*Data for the task*

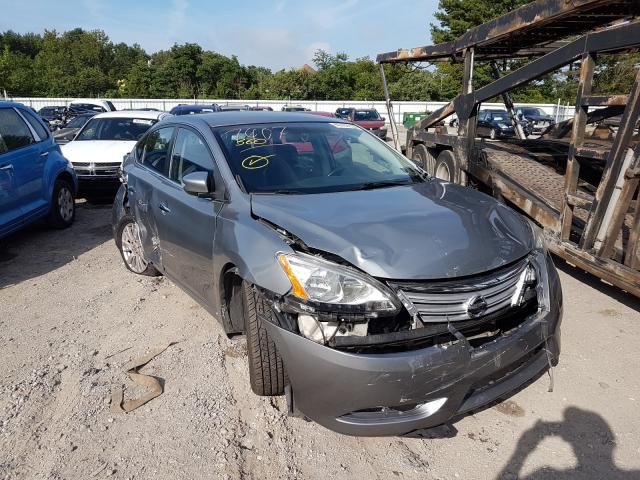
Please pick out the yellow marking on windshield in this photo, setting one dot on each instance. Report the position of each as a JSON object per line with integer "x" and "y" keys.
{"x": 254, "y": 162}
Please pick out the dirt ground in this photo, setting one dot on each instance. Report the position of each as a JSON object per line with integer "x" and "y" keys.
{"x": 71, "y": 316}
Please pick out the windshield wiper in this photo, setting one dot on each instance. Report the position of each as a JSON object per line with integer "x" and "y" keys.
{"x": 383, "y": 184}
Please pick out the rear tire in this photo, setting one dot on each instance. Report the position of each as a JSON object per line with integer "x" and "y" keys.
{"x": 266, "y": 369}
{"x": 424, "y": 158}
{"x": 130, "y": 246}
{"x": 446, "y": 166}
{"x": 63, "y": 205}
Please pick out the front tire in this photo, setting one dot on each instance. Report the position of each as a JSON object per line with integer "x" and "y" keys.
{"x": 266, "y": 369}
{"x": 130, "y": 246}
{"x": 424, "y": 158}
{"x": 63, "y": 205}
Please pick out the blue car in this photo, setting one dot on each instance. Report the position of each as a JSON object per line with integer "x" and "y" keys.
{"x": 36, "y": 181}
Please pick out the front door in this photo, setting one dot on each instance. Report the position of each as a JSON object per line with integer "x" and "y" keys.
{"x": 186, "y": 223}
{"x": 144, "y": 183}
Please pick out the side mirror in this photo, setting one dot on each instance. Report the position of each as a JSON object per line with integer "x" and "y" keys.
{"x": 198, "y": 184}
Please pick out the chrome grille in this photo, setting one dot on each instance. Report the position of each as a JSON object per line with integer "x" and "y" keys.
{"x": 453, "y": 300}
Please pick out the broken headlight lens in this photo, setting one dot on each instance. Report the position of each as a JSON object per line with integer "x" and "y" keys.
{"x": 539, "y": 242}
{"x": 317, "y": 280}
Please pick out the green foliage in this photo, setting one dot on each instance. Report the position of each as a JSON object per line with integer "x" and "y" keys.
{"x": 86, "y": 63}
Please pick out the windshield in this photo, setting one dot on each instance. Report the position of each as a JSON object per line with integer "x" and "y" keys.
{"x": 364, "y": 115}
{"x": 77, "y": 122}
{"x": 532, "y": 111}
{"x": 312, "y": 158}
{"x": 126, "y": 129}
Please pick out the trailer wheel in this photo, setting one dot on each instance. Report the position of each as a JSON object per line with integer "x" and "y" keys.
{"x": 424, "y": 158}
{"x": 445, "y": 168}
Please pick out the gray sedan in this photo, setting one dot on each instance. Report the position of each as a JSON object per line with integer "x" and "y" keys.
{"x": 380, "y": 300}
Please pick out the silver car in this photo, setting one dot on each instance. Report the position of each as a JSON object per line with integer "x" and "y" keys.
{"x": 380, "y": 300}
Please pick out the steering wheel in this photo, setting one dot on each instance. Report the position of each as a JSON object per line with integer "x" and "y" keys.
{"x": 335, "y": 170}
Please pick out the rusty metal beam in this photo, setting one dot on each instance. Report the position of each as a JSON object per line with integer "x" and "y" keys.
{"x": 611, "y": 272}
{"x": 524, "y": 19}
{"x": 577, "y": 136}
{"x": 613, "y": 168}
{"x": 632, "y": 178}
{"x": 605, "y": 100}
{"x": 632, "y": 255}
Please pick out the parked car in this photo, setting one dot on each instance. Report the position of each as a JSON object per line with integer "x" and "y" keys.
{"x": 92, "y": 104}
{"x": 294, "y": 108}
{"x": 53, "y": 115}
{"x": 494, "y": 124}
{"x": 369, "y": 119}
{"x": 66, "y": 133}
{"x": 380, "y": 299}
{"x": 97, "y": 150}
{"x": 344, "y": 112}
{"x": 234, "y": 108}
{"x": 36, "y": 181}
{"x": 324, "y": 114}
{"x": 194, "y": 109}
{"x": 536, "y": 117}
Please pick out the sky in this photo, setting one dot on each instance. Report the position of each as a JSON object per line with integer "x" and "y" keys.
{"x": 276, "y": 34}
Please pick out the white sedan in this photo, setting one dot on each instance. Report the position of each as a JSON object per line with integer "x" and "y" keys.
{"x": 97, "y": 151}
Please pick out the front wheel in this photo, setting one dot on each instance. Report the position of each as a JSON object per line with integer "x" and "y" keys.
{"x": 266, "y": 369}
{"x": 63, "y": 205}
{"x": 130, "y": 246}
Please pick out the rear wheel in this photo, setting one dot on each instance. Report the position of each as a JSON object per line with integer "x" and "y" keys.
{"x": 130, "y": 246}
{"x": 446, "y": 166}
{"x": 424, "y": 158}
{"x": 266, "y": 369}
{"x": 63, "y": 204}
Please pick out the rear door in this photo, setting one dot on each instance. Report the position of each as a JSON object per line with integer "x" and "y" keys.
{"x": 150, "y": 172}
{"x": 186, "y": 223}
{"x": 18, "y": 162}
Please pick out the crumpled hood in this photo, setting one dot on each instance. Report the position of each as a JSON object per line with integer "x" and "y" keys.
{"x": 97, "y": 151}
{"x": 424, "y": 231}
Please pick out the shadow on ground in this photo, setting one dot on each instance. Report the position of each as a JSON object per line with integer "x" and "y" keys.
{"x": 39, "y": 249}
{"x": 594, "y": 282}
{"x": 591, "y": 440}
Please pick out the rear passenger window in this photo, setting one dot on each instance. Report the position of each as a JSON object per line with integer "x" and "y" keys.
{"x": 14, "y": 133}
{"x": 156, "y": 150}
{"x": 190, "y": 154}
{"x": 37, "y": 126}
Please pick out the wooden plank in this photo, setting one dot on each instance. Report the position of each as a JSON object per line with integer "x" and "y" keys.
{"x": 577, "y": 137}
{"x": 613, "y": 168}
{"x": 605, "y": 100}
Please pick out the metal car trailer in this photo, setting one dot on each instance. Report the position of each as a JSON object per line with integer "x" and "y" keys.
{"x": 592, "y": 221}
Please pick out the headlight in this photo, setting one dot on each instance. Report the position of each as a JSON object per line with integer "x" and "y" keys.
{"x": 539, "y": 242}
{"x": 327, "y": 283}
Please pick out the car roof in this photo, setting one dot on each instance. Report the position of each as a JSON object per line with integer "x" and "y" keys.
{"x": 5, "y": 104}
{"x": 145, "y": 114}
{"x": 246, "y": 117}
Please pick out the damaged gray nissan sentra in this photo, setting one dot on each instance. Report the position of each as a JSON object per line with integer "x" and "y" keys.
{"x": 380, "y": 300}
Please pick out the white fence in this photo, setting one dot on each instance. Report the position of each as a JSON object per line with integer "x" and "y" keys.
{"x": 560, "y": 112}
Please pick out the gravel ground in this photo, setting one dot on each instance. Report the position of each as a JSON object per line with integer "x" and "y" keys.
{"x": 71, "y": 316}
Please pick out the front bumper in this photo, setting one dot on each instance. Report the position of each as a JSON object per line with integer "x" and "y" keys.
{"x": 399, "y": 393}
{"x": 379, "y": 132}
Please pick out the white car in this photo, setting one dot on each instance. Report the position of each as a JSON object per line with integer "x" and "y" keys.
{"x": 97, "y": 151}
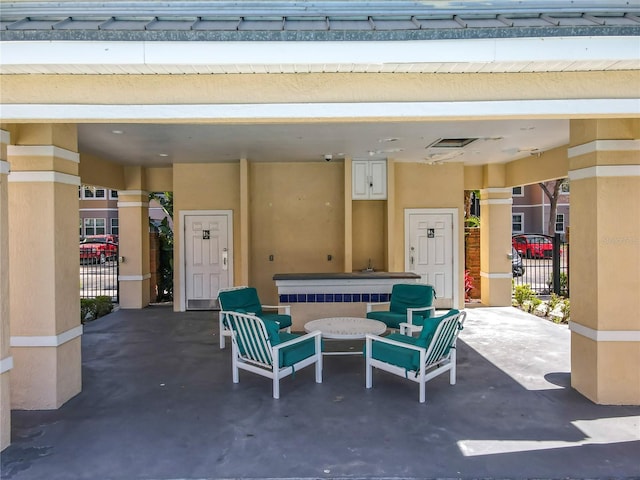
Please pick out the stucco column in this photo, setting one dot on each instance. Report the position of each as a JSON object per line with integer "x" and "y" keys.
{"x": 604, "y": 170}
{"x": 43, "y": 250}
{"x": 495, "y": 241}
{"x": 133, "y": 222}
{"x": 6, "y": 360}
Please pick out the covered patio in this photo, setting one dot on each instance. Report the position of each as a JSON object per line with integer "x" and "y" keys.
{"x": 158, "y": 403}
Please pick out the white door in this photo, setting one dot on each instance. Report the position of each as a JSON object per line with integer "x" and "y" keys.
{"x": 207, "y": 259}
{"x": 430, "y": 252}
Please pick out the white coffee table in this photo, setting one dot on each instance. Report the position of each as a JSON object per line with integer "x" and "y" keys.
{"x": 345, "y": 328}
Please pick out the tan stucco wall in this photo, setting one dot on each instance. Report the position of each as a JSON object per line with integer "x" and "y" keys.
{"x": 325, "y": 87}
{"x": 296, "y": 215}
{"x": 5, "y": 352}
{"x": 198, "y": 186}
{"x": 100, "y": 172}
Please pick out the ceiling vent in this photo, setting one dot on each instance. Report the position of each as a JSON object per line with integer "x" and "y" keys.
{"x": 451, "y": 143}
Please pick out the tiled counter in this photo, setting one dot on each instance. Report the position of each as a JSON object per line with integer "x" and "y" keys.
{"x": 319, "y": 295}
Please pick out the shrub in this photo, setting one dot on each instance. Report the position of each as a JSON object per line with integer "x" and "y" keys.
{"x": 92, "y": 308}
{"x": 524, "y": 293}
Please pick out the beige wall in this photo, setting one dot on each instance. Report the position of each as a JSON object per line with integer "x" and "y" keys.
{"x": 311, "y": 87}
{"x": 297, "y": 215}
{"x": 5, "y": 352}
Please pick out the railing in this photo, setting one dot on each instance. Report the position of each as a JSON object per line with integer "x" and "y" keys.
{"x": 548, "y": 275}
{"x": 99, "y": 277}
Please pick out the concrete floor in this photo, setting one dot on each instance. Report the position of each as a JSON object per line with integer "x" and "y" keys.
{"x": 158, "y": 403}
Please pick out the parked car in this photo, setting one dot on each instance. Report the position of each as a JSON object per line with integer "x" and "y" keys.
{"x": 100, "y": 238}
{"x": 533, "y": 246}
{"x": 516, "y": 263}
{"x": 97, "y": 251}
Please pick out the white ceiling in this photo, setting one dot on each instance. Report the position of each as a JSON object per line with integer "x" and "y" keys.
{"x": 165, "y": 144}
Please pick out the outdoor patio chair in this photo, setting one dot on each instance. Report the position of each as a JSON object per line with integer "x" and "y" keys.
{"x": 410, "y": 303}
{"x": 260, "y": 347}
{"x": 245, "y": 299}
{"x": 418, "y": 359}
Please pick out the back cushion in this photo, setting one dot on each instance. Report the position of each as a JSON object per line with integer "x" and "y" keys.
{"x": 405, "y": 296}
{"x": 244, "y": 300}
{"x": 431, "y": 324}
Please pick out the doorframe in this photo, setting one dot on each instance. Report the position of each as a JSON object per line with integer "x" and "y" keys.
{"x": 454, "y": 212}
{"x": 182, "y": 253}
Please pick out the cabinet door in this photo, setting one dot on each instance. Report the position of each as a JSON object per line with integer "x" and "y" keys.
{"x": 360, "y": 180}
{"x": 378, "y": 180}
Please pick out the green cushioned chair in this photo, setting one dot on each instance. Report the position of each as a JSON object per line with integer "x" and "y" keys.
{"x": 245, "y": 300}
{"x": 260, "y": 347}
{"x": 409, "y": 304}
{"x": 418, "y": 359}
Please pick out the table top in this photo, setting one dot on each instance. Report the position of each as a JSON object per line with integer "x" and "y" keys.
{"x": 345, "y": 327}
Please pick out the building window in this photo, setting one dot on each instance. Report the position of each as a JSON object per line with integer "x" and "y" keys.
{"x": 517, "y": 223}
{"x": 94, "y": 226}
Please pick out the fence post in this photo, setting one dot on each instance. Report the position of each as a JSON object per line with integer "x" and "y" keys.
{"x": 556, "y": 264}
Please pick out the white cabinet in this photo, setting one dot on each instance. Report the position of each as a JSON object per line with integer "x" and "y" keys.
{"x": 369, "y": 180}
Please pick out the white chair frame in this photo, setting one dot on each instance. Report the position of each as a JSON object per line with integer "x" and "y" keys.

*Description of the task*
Retype the lines from the one containing "Please pick out the outdoor" through the last line of the records. Leave out everything else.

*Written answer*
Please pick out the outdoor patio chair in this photo, setting one dot on each instance. Report the position of each as a JSON object per line with integer "x" and "y" keys.
{"x": 410, "y": 303}
{"x": 260, "y": 347}
{"x": 245, "y": 299}
{"x": 418, "y": 359}
Please pick out the back cushion in this photo, setting one dot on each instance. Report the position of each as a JSON object per line with integer "x" and "y" keys.
{"x": 405, "y": 296}
{"x": 244, "y": 300}
{"x": 431, "y": 324}
Please pick out the doorframe in this photo, setting one dot on each instance. Report the position of each as a JSON object per line with integer "x" and "y" keys.
{"x": 454, "y": 212}
{"x": 182, "y": 253}
Please pick out the cabinet door in this photo, setting one dot on each instance. Report the position of each as a JSON object per line with integer "x" and "y" keys.
{"x": 360, "y": 180}
{"x": 378, "y": 180}
Please pick out the green cushioned chair in this photo, setting one dot on each instance. Report the position of each as a JSON object per line with integer "x" and "y" keys.
{"x": 245, "y": 300}
{"x": 260, "y": 347}
{"x": 409, "y": 304}
{"x": 418, "y": 359}
Please pick out the table top in this photo, setting one dot on each instance. Report the position of each as a JSON object per line with integer "x" and "y" keys.
{"x": 345, "y": 327}
Please pick out the building window in this photo, setting one dot on each instance. Report the position of each as a JSON object per line with integer "x" and "y" keys.
{"x": 517, "y": 223}
{"x": 94, "y": 226}
Please pick out the fence post in this photo, setting one dot on each instance. Report the position of each as a JSON object per line with integer "x" and "y" keys.
{"x": 556, "y": 264}
Please pick out the white cabinet in this photo, setting one dot on each instance. Report the position of each as a JSON object per line with integer "x" and "y" keys.
{"x": 369, "y": 180}
Please pick out the white chair frame in this photo, setting one dot on each instance. Report the position of each as a JSON object per line with integer "x" and "y" keys.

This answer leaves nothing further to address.